EXERCISE OBJECTIVE:
Each image should be skipped while the records are restated word for word.

----- MATERIAL TO PROCESS

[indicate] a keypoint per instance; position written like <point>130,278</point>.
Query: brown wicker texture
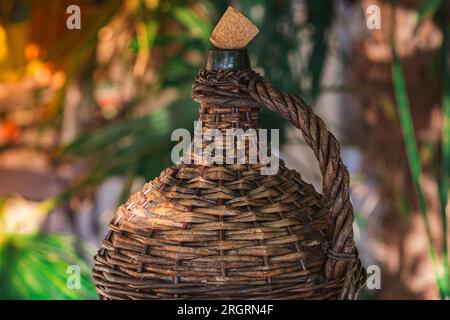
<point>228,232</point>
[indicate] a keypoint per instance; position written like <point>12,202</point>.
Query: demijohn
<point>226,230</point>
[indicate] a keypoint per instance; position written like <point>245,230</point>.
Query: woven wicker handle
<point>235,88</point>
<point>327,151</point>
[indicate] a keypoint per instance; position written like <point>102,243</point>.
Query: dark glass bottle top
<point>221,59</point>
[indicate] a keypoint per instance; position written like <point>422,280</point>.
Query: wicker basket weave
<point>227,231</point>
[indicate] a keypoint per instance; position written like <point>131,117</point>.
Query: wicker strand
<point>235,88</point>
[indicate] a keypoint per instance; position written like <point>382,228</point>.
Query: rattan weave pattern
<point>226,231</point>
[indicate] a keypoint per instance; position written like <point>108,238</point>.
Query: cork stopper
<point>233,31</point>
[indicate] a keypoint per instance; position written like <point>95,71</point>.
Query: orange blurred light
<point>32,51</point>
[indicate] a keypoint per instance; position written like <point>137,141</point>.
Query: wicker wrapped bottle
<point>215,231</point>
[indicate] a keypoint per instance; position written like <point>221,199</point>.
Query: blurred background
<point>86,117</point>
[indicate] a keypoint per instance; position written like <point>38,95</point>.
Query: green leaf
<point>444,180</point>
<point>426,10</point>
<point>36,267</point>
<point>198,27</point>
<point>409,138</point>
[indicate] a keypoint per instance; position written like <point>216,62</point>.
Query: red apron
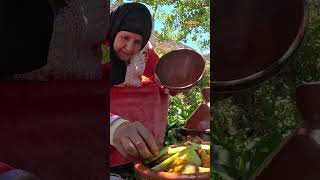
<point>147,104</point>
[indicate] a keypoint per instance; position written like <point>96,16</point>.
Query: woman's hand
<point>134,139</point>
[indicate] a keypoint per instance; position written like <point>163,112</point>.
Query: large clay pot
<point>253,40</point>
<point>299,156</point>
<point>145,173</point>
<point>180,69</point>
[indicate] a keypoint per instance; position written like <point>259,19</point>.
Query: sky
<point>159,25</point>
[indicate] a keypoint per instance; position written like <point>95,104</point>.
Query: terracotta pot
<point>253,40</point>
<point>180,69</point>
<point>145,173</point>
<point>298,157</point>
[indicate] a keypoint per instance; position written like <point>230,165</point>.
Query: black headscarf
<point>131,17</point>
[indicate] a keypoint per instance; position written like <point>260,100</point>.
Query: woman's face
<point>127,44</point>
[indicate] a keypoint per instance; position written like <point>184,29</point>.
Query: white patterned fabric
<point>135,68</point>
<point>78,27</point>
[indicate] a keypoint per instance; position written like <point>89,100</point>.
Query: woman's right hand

----------

RESULT FOR THIS EXERCISE:
[indicate] a keypoint per instance; position written like <point>130,278</point>.
Query: brown wicker texture
<point>228,232</point>
[indicate] a keypoint per instance; position written like <point>12,202</point>.
Query: demijohn
<point>226,230</point>
[indicate] a keypoint per instance; position written like <point>245,230</point>.
Query: woven wicker handle
<point>235,88</point>
<point>327,151</point>
[indicate] a keypoint per instance; position written like <point>102,243</point>.
Query: dark glass bottle top
<point>221,59</point>
[indicate] a keypoint per instance; position written like <point>422,280</point>.
Query: wicker basket weave
<point>227,231</point>
[indicate] a keypoint per instance; position written like <point>131,117</point>.
Query: wicker strand
<point>235,88</point>
[indicate] a keypoint per instance; position written like <point>382,228</point>.
Query: rattan weave pattern
<point>226,231</point>
[indicate] a keypoint per instance; position written like <point>108,238</point>.
Query: cork stopper
<point>233,31</point>
[indicate] a keypoint per instance; position written like <point>95,71</point>.
Query: orange blurred light
<point>32,51</point>
[indicate] a keypoint per instance; position written like <point>137,141</point>.
Query: wicker wrapped bottle
<point>215,231</point>
[indicate] a keypoint per instance; position written like <point>221,199</point>.
Query: blurred background
<point>86,117</point>
[indicate] a keypoint per instance; position written like <point>38,95</point>.
Query: green leaf
<point>444,180</point>
<point>426,10</point>
<point>36,267</point>
<point>198,27</point>
<point>409,138</point>
[indicate] a keypoint per instance; position written like <point>216,62</point>.
Query: red apron
<point>147,104</point>
[indicate] a keypoint per instance; position written like <point>96,16</point>.
Query: woman's hand
<point>134,139</point>
[indicate] a keypoint per instance; position written like <point>163,112</point>.
Query: large clay pot
<point>253,40</point>
<point>299,156</point>
<point>145,173</point>
<point>180,69</point>
[indicate] a keypoint per instance; position written like <point>259,19</point>.
Query: sky
<point>159,25</point>
[indicate] a keypoint per instance; position written like <point>95,104</point>.
Query: terracotta pot
<point>253,40</point>
<point>180,69</point>
<point>145,173</point>
<point>298,157</point>
[indicate] a keypoint per instance; position written like <point>230,165</point>.
Query: black headscarf
<point>131,17</point>
[indicate] a keypoint per instance; position written like <point>260,100</point>.
Query: woman's face
<point>127,44</point>
[indicate] a keypoint per instance; position written like <point>184,29</point>.
Query: white patterned fabric
<point>135,68</point>
<point>78,27</point>
[indicate] a keypoint per instance; position written like <point>89,100</point>.
Query: woman's right hand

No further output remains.